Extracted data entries
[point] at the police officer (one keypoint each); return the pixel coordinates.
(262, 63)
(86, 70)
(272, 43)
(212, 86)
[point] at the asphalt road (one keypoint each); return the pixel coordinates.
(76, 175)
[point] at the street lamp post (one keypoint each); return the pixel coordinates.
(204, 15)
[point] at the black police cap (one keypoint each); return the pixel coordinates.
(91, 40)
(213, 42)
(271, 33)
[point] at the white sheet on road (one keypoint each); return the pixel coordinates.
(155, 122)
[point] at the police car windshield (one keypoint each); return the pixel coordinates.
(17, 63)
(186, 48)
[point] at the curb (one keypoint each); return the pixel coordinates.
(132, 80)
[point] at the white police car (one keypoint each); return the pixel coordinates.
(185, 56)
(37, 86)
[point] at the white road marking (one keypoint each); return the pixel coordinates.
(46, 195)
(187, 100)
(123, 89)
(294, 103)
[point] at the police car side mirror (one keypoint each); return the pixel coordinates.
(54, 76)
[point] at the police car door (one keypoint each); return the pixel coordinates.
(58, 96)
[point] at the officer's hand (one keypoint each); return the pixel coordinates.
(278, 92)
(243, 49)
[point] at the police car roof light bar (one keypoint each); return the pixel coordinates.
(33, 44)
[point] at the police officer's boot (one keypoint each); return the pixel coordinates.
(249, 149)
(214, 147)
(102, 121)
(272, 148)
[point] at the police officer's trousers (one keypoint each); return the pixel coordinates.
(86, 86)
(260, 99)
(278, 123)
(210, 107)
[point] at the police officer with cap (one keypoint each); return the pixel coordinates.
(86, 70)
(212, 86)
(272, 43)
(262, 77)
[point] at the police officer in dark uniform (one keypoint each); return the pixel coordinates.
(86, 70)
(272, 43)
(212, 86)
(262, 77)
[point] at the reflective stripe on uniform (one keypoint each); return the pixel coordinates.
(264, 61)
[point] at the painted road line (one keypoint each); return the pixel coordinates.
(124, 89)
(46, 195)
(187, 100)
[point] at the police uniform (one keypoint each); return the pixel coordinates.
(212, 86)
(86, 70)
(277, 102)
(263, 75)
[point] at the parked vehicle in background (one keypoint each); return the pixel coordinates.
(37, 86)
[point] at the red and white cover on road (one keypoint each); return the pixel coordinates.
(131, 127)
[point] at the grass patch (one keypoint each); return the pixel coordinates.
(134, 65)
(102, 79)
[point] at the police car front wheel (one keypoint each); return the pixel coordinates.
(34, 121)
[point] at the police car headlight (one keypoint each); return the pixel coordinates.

▸ **DIRECTIONS**
Rewrite every line of the entries from the one containing "[point] at the parked" through the end of the entries, keeping the requests. Multiply each pixel coordinate in the answers by 1.85 and round to whole numbers, with halves rounded up.

▸ **WRITTEN RESPONSE**
[point] at the parked vehicle in background (one keypoint each); return the pixel coordinates.
(68, 159)
[point] at the red and white cover on road (one keypoint each); return the pixel coordinates.
(242, 235)
[point] at the grass patch (one keypoint each); return the pixel coordinates.
(248, 120)
(189, 146)
[point] at the police car front wheel (one keypoint each); return the pixel coordinates.
(63, 224)
[point] at the police car headlight (one keypoint each); return the pixel coordinates.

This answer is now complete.